▶ _Task objective_
Retype every entry word for word.

▶ _Data excerpts_
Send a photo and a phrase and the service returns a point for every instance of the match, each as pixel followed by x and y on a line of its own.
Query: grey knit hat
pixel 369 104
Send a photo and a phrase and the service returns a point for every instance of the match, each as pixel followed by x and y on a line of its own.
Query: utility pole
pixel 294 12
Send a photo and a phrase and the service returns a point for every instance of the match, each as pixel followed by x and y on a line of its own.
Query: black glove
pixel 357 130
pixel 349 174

▶ _Solution for this task_
Send a photo and a phrase and the service returns a point for every instance of the match, each as pixel followed by x and y on a line of its own.
Query: grey knit hat
pixel 369 104
Send a photo and a phrase and the service returns a point for every instance of the match, each as pixel followed by x and y on a line of its own.
Query: utility pole
pixel 294 12
Send a photo and a phrase and the service returns a point for every instance of the match, each as pixel followed by x and y on a line of its own.
Query: black glove
pixel 357 130
pixel 349 174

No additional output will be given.